| INPUT FOR THIS TASK |
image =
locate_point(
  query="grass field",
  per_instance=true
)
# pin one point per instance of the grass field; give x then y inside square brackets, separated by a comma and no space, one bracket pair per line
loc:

| OBJECTIVE |
Reproduce these records line for line, with nothing altered.

| COMPLETE ANSWER |
image =
locate_point(
  query="grass field",
  per_instance=true
)
# pin one point per instance of the grass field; give x then y inside square brackets, separated by a comma and no space, one bracket pair per line
loc:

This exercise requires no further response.